--- Extracted records Enclosed Below ---

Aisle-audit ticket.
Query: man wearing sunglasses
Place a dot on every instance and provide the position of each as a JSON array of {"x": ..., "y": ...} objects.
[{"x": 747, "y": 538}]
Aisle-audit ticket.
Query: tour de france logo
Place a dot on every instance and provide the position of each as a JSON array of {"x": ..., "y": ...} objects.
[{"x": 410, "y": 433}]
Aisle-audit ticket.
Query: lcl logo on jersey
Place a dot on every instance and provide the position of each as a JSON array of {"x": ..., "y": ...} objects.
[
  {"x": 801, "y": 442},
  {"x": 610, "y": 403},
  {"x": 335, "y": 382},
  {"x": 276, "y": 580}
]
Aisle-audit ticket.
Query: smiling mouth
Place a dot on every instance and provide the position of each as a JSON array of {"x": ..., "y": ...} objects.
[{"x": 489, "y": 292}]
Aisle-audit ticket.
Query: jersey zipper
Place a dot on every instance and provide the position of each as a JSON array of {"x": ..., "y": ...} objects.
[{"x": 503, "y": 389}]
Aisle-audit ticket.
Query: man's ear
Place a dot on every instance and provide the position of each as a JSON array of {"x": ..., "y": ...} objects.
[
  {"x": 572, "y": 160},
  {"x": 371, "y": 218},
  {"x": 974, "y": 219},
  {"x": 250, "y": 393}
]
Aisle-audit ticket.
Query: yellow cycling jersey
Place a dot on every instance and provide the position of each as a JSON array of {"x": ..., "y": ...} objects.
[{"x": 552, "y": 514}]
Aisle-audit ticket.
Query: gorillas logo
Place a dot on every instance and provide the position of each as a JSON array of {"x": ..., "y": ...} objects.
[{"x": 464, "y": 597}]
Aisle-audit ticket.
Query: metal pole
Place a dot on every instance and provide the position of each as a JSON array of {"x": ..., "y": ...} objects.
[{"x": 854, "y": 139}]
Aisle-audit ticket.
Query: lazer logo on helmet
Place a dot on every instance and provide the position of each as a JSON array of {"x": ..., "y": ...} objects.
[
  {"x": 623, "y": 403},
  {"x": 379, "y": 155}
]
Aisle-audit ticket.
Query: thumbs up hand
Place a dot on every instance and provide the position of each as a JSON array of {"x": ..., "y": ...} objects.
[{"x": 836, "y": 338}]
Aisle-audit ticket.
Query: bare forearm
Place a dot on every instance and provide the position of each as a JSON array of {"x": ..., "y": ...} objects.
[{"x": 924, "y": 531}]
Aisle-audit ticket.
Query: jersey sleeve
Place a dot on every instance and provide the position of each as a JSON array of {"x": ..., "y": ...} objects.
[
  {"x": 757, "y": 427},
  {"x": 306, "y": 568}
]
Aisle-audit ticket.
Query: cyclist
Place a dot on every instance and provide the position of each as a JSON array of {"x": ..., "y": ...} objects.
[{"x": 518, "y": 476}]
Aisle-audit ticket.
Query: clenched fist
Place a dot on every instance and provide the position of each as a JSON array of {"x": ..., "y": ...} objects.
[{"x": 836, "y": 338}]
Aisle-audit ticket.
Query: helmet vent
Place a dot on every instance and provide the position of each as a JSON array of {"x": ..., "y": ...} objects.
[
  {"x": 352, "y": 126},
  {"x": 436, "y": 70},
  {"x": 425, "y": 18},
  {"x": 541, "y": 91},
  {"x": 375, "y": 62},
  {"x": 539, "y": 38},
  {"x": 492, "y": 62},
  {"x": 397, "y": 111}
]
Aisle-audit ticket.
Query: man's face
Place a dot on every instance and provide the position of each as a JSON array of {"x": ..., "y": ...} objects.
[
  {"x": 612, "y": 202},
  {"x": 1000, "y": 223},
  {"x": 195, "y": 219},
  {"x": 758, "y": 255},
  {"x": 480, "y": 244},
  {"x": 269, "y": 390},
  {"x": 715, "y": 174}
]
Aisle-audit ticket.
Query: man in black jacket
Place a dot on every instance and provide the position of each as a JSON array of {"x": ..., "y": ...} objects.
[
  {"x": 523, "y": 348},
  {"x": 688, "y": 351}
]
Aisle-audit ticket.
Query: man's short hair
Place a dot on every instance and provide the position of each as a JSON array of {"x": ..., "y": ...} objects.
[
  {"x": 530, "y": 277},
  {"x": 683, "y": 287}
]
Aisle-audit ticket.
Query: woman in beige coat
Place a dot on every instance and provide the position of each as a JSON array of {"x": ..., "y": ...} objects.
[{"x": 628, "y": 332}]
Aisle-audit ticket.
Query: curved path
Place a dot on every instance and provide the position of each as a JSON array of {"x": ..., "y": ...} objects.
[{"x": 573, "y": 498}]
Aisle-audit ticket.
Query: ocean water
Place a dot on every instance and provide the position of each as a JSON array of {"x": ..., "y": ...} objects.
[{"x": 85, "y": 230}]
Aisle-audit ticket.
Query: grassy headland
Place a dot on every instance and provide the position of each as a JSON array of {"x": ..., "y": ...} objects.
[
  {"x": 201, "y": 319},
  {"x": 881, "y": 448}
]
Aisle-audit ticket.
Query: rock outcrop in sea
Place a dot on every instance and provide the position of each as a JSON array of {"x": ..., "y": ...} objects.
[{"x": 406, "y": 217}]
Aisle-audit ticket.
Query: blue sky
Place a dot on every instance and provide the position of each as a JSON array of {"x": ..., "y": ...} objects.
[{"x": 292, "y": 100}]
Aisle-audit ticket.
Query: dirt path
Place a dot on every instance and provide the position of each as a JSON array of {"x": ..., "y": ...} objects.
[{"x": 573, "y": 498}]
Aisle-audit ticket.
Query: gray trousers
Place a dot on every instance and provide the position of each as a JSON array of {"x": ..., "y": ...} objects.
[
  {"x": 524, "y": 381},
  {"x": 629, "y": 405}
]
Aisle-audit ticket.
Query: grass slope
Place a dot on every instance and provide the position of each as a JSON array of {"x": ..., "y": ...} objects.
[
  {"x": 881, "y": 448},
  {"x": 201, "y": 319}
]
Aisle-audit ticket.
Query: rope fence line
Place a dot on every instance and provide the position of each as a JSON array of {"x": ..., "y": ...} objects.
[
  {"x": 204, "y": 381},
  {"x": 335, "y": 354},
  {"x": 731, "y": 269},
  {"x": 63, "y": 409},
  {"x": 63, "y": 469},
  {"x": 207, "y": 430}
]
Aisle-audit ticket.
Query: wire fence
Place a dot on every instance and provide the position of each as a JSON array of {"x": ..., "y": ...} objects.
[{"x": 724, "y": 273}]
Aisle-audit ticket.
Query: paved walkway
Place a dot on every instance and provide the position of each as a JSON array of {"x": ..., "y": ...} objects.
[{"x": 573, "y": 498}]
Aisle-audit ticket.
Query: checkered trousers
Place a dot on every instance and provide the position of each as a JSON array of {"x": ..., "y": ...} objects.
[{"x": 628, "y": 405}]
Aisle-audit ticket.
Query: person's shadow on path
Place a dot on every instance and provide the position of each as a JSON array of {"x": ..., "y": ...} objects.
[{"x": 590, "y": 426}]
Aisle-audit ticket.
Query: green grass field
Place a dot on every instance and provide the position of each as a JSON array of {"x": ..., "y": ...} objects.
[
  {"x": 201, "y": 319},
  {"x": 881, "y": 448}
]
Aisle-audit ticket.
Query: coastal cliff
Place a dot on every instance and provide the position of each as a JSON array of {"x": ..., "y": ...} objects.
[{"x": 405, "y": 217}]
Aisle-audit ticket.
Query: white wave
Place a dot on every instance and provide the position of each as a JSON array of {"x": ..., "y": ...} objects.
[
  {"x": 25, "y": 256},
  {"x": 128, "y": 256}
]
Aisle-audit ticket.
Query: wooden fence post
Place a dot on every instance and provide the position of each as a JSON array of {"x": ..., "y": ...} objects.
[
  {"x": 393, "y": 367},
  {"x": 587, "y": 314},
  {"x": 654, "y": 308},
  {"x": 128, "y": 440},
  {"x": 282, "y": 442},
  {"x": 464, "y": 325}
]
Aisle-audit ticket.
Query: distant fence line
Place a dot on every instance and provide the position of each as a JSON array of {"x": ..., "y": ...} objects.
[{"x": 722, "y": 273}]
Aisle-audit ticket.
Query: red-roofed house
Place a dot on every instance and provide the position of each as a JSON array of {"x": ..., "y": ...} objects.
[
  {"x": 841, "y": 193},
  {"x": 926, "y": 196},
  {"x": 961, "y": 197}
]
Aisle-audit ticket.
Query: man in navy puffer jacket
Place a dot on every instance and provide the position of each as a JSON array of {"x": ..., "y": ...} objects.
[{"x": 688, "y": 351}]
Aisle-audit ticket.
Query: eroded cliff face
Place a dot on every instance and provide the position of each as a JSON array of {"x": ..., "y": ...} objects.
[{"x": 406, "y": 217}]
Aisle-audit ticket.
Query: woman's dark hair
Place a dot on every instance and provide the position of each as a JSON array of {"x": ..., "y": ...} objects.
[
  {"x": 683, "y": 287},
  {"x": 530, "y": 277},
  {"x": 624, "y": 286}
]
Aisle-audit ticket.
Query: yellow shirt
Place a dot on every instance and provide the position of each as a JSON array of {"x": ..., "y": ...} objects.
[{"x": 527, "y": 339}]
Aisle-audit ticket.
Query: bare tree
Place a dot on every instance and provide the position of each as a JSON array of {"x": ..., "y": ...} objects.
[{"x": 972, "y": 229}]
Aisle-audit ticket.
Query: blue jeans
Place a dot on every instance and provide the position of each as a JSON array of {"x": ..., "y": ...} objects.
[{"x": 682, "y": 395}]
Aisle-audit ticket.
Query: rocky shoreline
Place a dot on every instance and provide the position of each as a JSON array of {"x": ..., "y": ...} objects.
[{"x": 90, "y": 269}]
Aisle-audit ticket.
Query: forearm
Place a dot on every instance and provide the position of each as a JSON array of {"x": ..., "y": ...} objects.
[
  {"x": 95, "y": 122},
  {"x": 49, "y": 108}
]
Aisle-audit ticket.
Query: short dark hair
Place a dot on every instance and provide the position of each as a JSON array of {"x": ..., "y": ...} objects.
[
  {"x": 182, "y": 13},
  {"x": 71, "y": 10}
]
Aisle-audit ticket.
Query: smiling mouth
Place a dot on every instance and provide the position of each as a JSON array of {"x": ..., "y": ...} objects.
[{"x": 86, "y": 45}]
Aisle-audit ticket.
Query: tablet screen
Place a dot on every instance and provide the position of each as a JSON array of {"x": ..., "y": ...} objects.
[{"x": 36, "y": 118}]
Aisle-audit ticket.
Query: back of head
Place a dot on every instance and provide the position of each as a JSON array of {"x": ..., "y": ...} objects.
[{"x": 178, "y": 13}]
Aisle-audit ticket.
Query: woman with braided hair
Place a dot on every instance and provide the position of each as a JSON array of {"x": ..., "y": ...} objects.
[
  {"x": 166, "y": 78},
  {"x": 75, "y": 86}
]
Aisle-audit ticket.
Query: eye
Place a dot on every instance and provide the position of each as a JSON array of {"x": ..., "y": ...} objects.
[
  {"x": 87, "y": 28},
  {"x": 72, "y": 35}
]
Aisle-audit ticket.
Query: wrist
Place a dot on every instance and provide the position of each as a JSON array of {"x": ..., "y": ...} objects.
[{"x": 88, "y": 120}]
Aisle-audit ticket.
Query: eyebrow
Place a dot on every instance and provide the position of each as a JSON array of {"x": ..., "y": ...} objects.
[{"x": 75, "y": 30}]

--- End of Enclosed Extracted records ---

■ **What you are asked to do**:
Return, please, the lines of the data from the first through the line containing "Query: tour de france logo", both kept, exactly as they stand and nothing more.

■ **Problem solution**:
Aisle-audit ticket.
Query: man wearing sunglasses
Place a dot on every instance and provide the position of each as a JSON array of {"x": ..., "y": ...} objects.
[{"x": 747, "y": 538}]
Aisle-audit ticket.
Query: tour de france logo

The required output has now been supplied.